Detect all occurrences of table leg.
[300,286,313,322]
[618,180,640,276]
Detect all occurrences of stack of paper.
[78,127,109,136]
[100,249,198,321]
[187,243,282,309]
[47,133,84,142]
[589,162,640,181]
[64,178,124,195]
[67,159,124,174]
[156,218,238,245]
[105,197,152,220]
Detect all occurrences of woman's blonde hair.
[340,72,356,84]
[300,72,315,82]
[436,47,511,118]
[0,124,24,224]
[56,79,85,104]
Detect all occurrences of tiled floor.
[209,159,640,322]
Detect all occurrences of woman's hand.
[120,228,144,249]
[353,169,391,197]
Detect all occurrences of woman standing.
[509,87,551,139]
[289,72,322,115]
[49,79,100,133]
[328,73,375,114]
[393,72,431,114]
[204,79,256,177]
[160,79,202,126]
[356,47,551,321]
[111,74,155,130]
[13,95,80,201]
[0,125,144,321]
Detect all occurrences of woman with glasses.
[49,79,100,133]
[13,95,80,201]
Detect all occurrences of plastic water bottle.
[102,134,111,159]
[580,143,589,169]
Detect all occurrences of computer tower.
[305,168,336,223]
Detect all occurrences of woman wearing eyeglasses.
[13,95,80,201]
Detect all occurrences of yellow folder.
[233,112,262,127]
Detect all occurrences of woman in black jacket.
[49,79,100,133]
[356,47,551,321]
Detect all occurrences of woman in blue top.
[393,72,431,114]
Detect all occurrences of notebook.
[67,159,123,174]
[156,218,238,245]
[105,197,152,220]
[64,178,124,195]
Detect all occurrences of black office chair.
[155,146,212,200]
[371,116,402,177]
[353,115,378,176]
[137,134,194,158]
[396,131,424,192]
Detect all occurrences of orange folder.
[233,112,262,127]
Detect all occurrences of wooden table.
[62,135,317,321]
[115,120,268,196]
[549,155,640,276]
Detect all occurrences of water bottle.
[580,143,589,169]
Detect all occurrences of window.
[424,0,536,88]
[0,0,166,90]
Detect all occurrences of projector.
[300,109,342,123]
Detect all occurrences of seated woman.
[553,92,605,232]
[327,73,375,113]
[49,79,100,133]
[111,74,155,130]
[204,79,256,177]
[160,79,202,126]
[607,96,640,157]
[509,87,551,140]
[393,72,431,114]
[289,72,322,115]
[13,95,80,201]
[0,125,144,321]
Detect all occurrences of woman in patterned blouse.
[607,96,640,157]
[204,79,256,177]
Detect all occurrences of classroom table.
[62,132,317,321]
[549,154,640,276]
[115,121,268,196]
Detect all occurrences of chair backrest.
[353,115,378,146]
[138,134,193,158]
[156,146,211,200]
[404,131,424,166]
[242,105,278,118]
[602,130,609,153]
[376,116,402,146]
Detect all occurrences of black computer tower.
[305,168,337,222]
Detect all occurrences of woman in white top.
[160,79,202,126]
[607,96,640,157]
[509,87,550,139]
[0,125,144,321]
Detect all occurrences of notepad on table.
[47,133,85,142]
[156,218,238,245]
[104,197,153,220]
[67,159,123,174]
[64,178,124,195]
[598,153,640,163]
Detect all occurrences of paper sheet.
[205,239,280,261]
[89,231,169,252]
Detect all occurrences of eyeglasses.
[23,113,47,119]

==

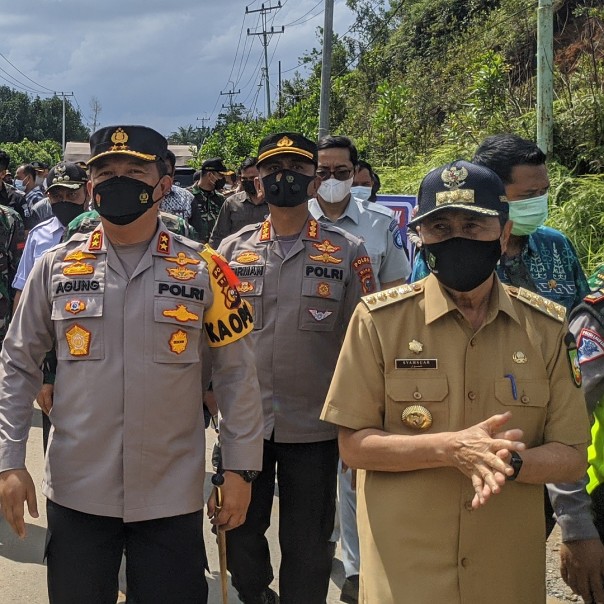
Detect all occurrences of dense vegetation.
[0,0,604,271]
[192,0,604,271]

▶ PROBLEM REQUIREMENTS:
Copy the records above without any change, beginning at the line that contains "Detect all occurrences of woman's hand." and ending after the line that contains "[300,109,342,123]", with both of those lines included.

▶ EXERCISE SOLUTION:
Detect all occurrences of woman's hand.
[120,228,144,249]
[353,169,391,197]
Detect all occurrences of woman standing.
[509,87,551,139]
[289,72,322,115]
[49,79,100,133]
[328,73,375,114]
[393,72,431,114]
[204,79,256,177]
[160,79,202,126]
[356,47,551,321]
[111,74,155,130]
[13,95,80,201]
[0,125,144,321]
Detect all occurrences of woman with glasses.
[49,79,100,133]
[13,95,80,201]
Detect all occurrences of plastic water bottle.
[102,134,111,159]
[580,143,589,169]
Detect all occurrences of computer tower.
[305,168,336,223]
Detect all occurrences of woman wearing eyeglasses.
[13,95,80,201]
Detect all occurrences of yellow folder.
[233,112,262,127]
Detect all occurrences of woman in black jacket.
[49,79,100,133]
[356,47,551,321]
Detect all occurrences of woman in blue top.
[393,72,431,114]
Detect all occurrences of notebook.
[67,159,123,174]
[156,218,238,245]
[105,197,152,220]
[64,178,124,195]
Detect all occurrences of black office chair.
[155,146,212,200]
[371,116,402,177]
[353,115,378,176]
[137,134,194,158]
[396,131,424,192]
Detect all occurrences of orange folder.
[233,112,262,127]
Detect all occurrences of wooden table.
[62,135,317,321]
[115,120,268,196]
[549,155,640,276]
Detect all occurrences of water bottle.
[580,143,589,169]
Detect all occurrences of window.
[424,0,536,88]
[0,0,166,90]
Detect all occurrences of projector.
[300,109,342,123]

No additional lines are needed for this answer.